## Problem to solve
Return every entry exactly as written.
━━ Task data ━━
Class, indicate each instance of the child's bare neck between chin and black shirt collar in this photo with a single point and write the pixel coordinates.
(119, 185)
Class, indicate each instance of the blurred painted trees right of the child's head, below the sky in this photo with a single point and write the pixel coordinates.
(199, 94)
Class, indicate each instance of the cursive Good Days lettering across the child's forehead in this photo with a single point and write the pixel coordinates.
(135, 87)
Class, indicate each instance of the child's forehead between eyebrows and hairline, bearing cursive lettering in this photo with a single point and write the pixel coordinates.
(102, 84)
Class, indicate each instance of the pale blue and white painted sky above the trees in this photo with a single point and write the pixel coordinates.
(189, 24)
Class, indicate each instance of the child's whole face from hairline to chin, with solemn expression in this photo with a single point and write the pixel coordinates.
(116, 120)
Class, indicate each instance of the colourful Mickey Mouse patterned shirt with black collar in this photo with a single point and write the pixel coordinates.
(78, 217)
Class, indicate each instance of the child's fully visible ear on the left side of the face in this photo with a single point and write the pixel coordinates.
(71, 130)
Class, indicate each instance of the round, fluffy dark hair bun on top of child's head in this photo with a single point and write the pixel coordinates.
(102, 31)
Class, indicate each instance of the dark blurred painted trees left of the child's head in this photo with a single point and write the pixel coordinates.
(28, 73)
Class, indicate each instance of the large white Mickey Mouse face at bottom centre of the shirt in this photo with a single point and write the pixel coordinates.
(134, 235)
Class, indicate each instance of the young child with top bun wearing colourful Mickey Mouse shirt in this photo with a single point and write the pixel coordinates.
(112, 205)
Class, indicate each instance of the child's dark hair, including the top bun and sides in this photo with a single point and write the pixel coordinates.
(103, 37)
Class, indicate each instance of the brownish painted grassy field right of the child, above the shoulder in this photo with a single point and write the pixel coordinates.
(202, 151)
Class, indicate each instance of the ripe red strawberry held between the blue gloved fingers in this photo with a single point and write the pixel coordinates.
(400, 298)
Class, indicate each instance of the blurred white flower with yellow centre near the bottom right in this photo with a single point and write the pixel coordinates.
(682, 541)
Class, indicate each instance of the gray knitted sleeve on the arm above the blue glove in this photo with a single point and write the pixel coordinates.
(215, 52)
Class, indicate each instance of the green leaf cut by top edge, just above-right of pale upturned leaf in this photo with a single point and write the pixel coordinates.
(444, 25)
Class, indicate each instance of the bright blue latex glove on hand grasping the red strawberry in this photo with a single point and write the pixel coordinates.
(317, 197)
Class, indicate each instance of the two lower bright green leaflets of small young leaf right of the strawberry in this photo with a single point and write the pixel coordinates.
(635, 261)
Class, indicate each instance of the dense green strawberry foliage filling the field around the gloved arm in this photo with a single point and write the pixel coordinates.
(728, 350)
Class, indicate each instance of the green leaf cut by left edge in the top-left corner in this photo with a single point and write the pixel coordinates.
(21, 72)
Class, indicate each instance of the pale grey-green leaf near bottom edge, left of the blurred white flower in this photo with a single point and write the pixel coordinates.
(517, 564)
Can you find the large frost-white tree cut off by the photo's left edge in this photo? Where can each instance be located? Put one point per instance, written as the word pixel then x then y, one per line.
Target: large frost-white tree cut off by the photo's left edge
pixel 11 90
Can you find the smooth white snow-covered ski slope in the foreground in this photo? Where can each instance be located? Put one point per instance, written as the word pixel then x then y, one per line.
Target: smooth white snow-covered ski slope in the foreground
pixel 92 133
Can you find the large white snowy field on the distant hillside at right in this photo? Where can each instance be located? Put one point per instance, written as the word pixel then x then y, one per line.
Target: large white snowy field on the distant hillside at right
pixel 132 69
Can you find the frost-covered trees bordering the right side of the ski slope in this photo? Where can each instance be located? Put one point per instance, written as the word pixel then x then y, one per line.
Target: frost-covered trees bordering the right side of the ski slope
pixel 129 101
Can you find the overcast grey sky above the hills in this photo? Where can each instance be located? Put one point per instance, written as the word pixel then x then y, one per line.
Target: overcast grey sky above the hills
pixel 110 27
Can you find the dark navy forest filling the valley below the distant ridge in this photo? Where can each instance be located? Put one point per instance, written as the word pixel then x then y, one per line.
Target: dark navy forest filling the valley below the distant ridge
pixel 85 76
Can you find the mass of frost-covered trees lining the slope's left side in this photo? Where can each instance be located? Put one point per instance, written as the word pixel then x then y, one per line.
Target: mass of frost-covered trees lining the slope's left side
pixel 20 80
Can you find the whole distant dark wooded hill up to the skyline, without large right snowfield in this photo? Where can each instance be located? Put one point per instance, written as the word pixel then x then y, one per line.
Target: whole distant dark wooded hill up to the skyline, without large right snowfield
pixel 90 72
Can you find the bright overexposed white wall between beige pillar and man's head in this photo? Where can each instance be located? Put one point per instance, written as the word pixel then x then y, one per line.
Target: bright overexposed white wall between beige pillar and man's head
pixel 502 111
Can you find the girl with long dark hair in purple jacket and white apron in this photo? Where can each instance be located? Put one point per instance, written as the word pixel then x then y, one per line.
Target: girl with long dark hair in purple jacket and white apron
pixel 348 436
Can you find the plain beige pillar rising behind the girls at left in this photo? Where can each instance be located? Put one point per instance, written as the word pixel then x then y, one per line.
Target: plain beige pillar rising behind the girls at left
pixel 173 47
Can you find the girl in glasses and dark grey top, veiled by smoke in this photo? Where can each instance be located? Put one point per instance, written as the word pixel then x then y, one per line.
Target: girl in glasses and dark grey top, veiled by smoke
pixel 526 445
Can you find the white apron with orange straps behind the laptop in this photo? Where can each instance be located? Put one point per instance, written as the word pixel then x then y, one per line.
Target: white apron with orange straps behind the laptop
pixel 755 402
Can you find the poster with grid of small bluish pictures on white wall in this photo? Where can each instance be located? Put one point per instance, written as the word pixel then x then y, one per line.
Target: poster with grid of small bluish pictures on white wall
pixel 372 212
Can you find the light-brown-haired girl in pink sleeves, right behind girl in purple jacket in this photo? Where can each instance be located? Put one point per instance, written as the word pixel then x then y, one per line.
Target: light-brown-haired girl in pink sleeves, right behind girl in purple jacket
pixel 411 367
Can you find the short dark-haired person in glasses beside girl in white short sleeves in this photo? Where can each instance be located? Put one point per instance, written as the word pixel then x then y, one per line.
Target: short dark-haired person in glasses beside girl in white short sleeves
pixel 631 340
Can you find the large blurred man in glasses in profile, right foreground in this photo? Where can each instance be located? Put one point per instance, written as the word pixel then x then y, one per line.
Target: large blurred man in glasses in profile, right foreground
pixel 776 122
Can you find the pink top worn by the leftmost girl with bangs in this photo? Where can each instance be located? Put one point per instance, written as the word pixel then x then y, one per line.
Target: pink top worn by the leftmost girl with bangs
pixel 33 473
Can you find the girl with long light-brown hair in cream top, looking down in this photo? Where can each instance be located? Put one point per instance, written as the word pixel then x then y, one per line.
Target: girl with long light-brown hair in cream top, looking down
━━━
## Answer space
Class, indicate each instance of the child's bare neck between chin and black shirt collar in this photo with a single point and write the pixel coordinates.
(119, 185)
Class, indicate each instance of the blurred painted trees right of the child's head, below the sky in this photo with a single point and write the pixel coordinates.
(199, 94)
Class, indicate each instance of the cursive Good Days lettering across the child's forehead in this photo with a single point and write the pixel coordinates.
(135, 87)
Class, indicate each instance of the child's forehead between eyebrows and hairline, bearing cursive lettering in this photo with a single point and write the pixel coordinates.
(102, 84)
Class, indicate each instance of the pale blue and white painted sky above the trees in this photo with a single point and write the pixel coordinates.
(189, 24)
Class, indicate each instance of the child's whole face from hairline to chin, with solemn expression in this photo with a single point and write the pixel coordinates.
(116, 120)
Class, indicate each instance of the colourful Mickey Mouse patterned shirt with black collar in this photo with a single point and write the pixel coordinates.
(78, 217)
Class, indicate each instance of the child's fully visible ear on the left side of the face in this photo with a single point and write the pixel coordinates.
(71, 130)
Class, indicate each instance of the round, fluffy dark hair bun on top of child's head in this photo with a single point and write the pixel coordinates.
(102, 31)
Class, indicate each instance of the dark blurred painted trees left of the child's head in this photo with a single point and write the pixel coordinates.
(28, 73)
Class, indicate each instance of the large white Mickey Mouse face at bottom centre of the shirt in this photo with a single point and write the pixel coordinates.
(134, 235)
Class, indicate each instance of the young child with top bun wearing colourful Mickey Mouse shirt in this photo with a single point and write the pixel coordinates.
(112, 205)
Class, indicate each instance of the child's dark hair, including the top bun and sides in this photo with a single point and write the pixel coordinates.
(103, 37)
Class, indicate each instance of the brownish painted grassy field right of the child, above the shoulder in this photo with a single point and write the pixel coordinates.
(202, 151)
Class, indicate each instance of the ripe red strawberry held between the blue gloved fingers in this photo with a single point and write the pixel coordinates.
(400, 298)
Class, indicate each instance of the blurred white flower with yellow centre near the bottom right in this photo with a single point and write the pixel coordinates.
(682, 541)
Class, indicate each instance of the gray knitted sleeve on the arm above the blue glove in this photo with a single point and write the pixel coordinates.
(215, 52)
Class, indicate each instance of the green leaf cut by top edge, just above-right of pale upturned leaf in this photo with a single point and write the pixel coordinates.
(444, 25)
Class, indicate each instance of the bright blue latex glove on hand grasping the red strawberry in this photo with a single point and write the pixel coordinates.
(317, 197)
Class, indicate each instance of the two lower bright green leaflets of small young leaf right of the strawberry in this photo with a single point and write the pixel coordinates.
(635, 261)
Class, indicate each instance of the dense green strawberry foliage filling the field around the gloved arm in this photo with a single point and write the pixel coordinates.
(728, 350)
Class, indicate each instance of the green leaf cut by left edge in the top-left corner in this photo with a single point and write the pixel coordinates.
(21, 72)
Class, indicate each instance of the pale grey-green leaf near bottom edge, left of the blurred white flower in this photo with a single point and write the pixel coordinates.
(517, 564)
Can you find the large frost-white tree cut off by the photo's left edge in this photo? Where can each instance be located? Put one point per instance, written as the word pixel then x then y, one per line.
Target: large frost-white tree cut off by the photo's left edge
pixel 11 90
Can you find the smooth white snow-covered ski slope in the foreground in this photo? Where can each instance be located? Put one point per instance, written as the word pixel then x then y, one per line.
Target: smooth white snow-covered ski slope in the foreground
pixel 92 133
Can you find the large white snowy field on the distant hillside at right in this photo? Where can each instance be located? Put one point per instance, written as the word pixel then x then y, one per line.
Target: large white snowy field on the distant hillside at right
pixel 132 69
Can you find the frost-covered trees bordering the right side of the ski slope in this photo? Where can each instance be located? Put one point per instance, written as the word pixel then x then y, one per line.
Target: frost-covered trees bordering the right side of the ski slope
pixel 129 101
Can you find the overcast grey sky above the hills in this photo? Where can each instance be located? Put one point per instance, written as the word pixel then x then y, one per line.
Target: overcast grey sky above the hills
pixel 110 27
Can you find the dark navy forest filling the valley below the distant ridge in this photo? Where can each instance be located? Put one point per instance, written as the word pixel then x then y, one per line.
Target: dark navy forest filling the valley below the distant ridge
pixel 85 76
Can you find the mass of frost-covered trees lining the slope's left side in this photo? Where can each instance be located? Put one point per instance, written as the word pixel then x then y, one per line.
Target: mass of frost-covered trees lining the slope's left side
pixel 20 80
Can you find the whole distant dark wooded hill up to the skyline, without large right snowfield in this photo? Where can each instance be located? Put one point per instance, written as the word pixel then x then y, one per line.
Target: whole distant dark wooded hill up to the skyline, without large right snowfield
pixel 90 72
Can you find the bright overexposed white wall between beige pillar and man's head in this photo? Where can each instance be located? Put one point per instance, written as the word pixel then x then y, one per line.
Target: bright overexposed white wall between beige pillar and man's head
pixel 502 111
Can you find the girl with long dark hair in purple jacket and white apron in this photo? Where can each instance be located? Put one point per instance, written as the word pixel then x then y, one per line.
Target: girl with long dark hair in purple jacket and white apron
pixel 348 436
Can you find the plain beige pillar rising behind the girls at left in this photo? Where can each instance be located? Put one point per instance, written as the word pixel then x then y, one per line.
Target: plain beige pillar rising behind the girls at left
pixel 173 47
Can you find the girl in glasses and dark grey top, veiled by smoke in this photo? Where can each instance be located? Put one point per instance, written as the word pixel then x then y, one per line.
Target: girl in glasses and dark grey top, veiled by smoke
pixel 526 445
Can you find the white apron with orange straps behind the laptop in this photo? Where can each instance be located? Put one point per instance, written as the word pixel then x then y, one per line.
Target: white apron with orange straps behind the laptop
pixel 755 402
Can you find the poster with grid of small bluish pictures on white wall in this photo? Where can each instance be located? Put one point per instance, written as the word pixel then x then y, one per line.
Target: poster with grid of small bluish pictures on white wall
pixel 372 212
Can you find the light-brown-haired girl in pink sleeves, right behind girl in purple jacket in this photo? Where can each instance be located? Put one point per instance, written as the word pixel then x then y, one per line.
Target: light-brown-haired girl in pink sleeves, right behind girl in purple jacket
pixel 411 367
Can you find the short dark-haired person in glasses beside girl in white short sleeves in this photo? Where can each instance be located? Put one point per instance, written as the word pixel then x then y, one per line.
Target: short dark-haired person in glasses beside girl in white short sleeves
pixel 631 340
Can you find the large blurred man in glasses in profile, right foreground in this photo? Where can each instance be located? Put one point per instance, written as the word pixel then x then y, one per line.
Target: large blurred man in glasses in profile, right foreground
pixel 776 122
Can you find the pink top worn by the leftmost girl with bangs in this photo? Where can each instance be located? Put one point per instance, written as the word pixel then x then y, one per line.
Target: pink top worn by the leftmost girl with bangs
pixel 33 473
Can you find the girl with long light-brown hair in cream top, looking down in this photo? Where can each instance be located? Put one point per instance, written as the word pixel then x then y, one per line.
Target: girl with long light-brown hair in cream top, looking down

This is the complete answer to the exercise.